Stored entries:
—————
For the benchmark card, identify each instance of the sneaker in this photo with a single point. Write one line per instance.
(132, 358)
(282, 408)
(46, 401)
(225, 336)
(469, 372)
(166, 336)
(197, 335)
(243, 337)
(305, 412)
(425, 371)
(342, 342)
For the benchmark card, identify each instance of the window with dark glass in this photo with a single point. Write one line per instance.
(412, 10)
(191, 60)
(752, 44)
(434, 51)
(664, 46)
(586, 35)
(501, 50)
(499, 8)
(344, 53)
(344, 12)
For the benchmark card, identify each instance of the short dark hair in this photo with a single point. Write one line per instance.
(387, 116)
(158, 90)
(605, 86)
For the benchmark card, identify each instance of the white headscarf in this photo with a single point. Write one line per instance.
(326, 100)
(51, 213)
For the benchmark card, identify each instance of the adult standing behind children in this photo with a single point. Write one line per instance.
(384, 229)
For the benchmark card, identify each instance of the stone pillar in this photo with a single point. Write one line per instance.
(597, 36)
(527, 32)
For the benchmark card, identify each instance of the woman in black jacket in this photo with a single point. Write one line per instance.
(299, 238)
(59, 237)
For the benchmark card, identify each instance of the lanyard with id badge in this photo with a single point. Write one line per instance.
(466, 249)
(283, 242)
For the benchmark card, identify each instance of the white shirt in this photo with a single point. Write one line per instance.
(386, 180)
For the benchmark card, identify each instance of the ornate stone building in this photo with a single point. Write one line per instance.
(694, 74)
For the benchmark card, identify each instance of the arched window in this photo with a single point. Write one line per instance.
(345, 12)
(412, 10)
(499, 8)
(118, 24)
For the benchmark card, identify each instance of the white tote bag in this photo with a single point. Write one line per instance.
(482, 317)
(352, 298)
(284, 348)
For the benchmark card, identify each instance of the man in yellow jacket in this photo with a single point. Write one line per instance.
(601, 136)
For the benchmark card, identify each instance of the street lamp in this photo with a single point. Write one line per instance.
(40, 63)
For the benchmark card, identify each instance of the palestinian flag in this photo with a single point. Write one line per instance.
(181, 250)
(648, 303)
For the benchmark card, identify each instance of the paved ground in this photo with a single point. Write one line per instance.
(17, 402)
—————
SHORT PROBLEM:
Transcribe all the entries, keeping each one exactly as it is.

EXERCISE RESPONSE:
For the benchmark card, identify each instance of the sneaker in this photo with a single point. Write one line per instance.
(132, 358)
(282, 408)
(46, 401)
(225, 336)
(469, 372)
(166, 336)
(197, 335)
(243, 337)
(305, 412)
(425, 371)
(342, 342)
For the benchmark card, identify each instance of the window with dark glass in this photo with a single point. Write one line per instance.
(412, 10)
(191, 60)
(752, 44)
(434, 51)
(664, 46)
(586, 35)
(501, 50)
(499, 8)
(344, 53)
(344, 12)
For the benchmark card, identify each instance of the short dark hair in this photo with a single point. Write one line per instance.
(387, 116)
(158, 90)
(605, 86)
For the benchmark card, identify each instance of the white headscarf in this photo with a single point. Write one line per instance.
(326, 100)
(51, 213)
For the benchmark card, identify each instance of the adult standing behind children in this photo with a single point. Write one line per instance.
(384, 229)
For the benchmark card, identify each instance of the stone pillar in this photo with a single point. Write one line per instance.
(597, 36)
(527, 32)
For the benchmark card, identify each instance of the woman in black jacket in this photo with a single point. Write one line per instance.
(299, 238)
(59, 237)
For the benchmark card, identify each instance of the lanyard with id badge in this photo with a single point. Write one line per instance.
(466, 249)
(283, 242)
For the benchmark card, identify each instance of the white shirt in this photo with a single point. Write one line per instance.
(386, 180)
For the benchmark card, identify each instance of the ornate stone building in this photo with a single point. Write one line per instance.
(694, 74)
For the benchmark card, identify each instance of the arched window in this photo with a single point. Write one line per instance.
(345, 12)
(412, 10)
(499, 8)
(118, 24)
For the benchmark card, identify each instance of the white tote bag in this photo with a single point. Write one line per instance.
(482, 317)
(352, 298)
(284, 348)
For the benchmark card, identify each instance of the man in yellow jacket in this photo with a single point. Write one line per instance.
(601, 136)
For the benchmark card, identify each instance of the street lamp in this photo with a single point. Write one line per instance.
(40, 63)
For the benchmark card, identify each instance of the palestinian flag in this photo with a single point. Write one line per instance.
(181, 250)
(648, 303)
For the benchmark card, identify each instance of the paved ground in this photo with a single point. Write one line per instance.
(17, 402)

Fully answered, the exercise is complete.